_Information supplied_:
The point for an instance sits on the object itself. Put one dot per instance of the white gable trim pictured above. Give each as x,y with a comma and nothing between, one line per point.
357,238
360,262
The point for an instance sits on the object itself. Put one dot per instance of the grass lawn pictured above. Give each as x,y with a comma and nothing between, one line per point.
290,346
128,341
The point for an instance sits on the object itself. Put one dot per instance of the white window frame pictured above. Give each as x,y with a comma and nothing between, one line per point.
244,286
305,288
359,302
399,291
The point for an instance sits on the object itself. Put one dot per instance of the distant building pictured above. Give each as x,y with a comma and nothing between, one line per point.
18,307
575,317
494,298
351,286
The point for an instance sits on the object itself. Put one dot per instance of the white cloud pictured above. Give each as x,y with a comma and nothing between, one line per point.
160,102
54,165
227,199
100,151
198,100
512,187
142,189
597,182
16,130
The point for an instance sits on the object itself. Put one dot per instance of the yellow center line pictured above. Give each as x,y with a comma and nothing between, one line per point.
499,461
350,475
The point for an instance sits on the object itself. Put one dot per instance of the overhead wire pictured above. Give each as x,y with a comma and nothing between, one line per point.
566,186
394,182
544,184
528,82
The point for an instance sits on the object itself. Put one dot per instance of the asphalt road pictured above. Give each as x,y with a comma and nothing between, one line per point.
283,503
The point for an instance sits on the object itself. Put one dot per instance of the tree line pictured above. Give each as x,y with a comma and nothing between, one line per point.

_What is needed_:
Please copy out the rows above, unchanged, from the line containing "of the asphalt" through the end of the rows, both ends included.

_Full answer_:
The point for an instance sits on the object itself. Put one dot per instance of the asphalt road pictured above. Give each as x,y with a comma and nothing between, one line per point.
283,503
The point for an instance sits on the object itself. Put one dot per instance of the tree line pictured above. Give each as x,y with a comma and nothing between, one line per point.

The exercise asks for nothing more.